[Opening Excerpt to read section]
Saturday, March 15, 2008

Greetings from Mount Vernon

Heh. I'm in a Round Table. It's got free wi-fi with purchase. Skip is chowing down on cheese pizza, and unloading most of the cheese on my plate, and he's guzzling Sierra Mist. (Usually, he's a Coke guy, but this Round Table has Pepsi, and that vile Lymph of Satan will not cross his lips)

I just had to ask the people at the next table what town I was in. I really should pay better attention to the road signs when I scream off on an exit

As to the trip.

Uneventful thus far. Easy getting the tickets, easy getting boarding passes. easy going through security (although Skip had to strip down to his t-shirt before they'd even LET him go through the metal detector. I guess those orange fleece shirts just look too dangerous, or something.) Easy boarding the plane, easy flight, good knitting on the plane.

Only glitch so far is the rental car. When I went up to the counter, the lady said "You've rented a PT Cruiser, but I can upgrade you cheapy-cheapy to a Chrysler 300 [ed. Long term readers may remember this as what our children affectionately call a "Land Yacht"]" Well, to me, cheapy-cheapy is only cheap if it's FREE, so I declined. Even if she was going to drop the upgrade fee to $59. Sorry, lady. I've already shelled out enough money today. So she gives me the paperwork, and says "Go to stall S14, and the keys will be in the Cruiser's ignition"
[Closing Excerpt to read section]
[Opening Record extracts section]
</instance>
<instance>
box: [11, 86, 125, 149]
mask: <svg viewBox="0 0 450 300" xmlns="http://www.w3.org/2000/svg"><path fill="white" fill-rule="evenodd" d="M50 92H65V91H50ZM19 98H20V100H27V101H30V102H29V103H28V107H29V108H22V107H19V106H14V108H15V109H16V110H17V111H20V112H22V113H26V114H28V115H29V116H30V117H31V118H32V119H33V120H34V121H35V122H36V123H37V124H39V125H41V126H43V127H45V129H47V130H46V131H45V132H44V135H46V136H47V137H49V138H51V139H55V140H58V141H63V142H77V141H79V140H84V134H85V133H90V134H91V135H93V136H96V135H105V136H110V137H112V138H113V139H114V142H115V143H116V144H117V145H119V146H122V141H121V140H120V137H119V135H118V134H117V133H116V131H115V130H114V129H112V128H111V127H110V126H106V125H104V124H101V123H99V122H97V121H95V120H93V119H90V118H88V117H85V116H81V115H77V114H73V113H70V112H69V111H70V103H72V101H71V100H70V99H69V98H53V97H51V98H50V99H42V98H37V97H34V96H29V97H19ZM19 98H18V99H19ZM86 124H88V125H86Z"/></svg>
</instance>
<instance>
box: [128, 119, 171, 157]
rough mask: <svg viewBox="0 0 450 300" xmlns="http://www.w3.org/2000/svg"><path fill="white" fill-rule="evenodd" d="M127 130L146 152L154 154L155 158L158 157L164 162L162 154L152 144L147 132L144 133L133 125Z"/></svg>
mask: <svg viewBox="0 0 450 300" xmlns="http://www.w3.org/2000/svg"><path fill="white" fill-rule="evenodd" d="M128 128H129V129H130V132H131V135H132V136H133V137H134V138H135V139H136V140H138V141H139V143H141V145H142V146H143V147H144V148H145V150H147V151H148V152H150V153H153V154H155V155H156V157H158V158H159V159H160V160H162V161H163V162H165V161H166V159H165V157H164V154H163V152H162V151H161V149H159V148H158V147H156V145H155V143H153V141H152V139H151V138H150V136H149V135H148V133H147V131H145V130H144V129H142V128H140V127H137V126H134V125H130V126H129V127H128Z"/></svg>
[Closing Record extracts section]
→ **Parts of the exercise**
1. Copy the travel blog post between "As to the trip." and "on the plane.", inclusive, renaming "metal detector" to "body scanner".
2. Continue the travel blog post from where it stops.
These rows were taken from a different source than the travel blog post.

→ **Outputs in order**
1.
As to the trip.

Uneventful thus far. Easy getting the tickets, easy getting boarding passes. easy going through security (although Skip had to strip down to his t-shirt before they'd even LET him go through the body scanner. I guess those orange fleece shirts just look too dangerous, or something.) Easy boarding the plane, easy flight, good knitting on the plane.

2.
OK, first off? The parking garage is a zillion miles away from the rental counter in the airport. I could've walked to the border in the time it took me to find the car. And then? There's a HYUNDAI parked in S14. Hyundais are NOT Cruisers. I may be car-impaired, but I do know that much. So I have to hoof it back to some rental-car kiosk in the parking garage, to say "Where's my car?"

Turns out that all the time she's SAYING "PT Cruiser", she's MEANING "Hyundai Sonata". Dur.

The car smells like smoker-breath being covered up by pine air freshener, but it could be worse. It could be vomit that the freshener is trying to mask.

See? I'm looking on the bright side.

But now it's time to brave the border. Skip has eaten his fill of pizza, and needs more soda.

So far, this has been a good bonding time for Skip and I. We have laughed FAR too hard while eavesdropping on "too much information" conversations in the boarding area. Of course, now I can't remember them. Probably all for the better.

Now it's 2:30. Another hour to the border, I'd guess, then an hour to the ferry terminal. I just hope we don't get held up at the border. That would really stink. Though it'd be pretty much par for the course in this whole "being a legal alien" thing that we've got going on. As we were driving to the airport this morning, Kelly and Nate trying to go back to sleep in their seats in Homer, and Skip and Ken chatting about something that neither of us can remember... hmm, it involved the GPS, and what route is best to go to the airport, and how sometimes you just fly by the seat of your pants, and you still win... I realized that I was taking ONE of our children across an International Boundary WITHOUT HIS OTHER CUSTODIAL PARENT.

Hello? Can you say "recipe for disaster"? I thought you could.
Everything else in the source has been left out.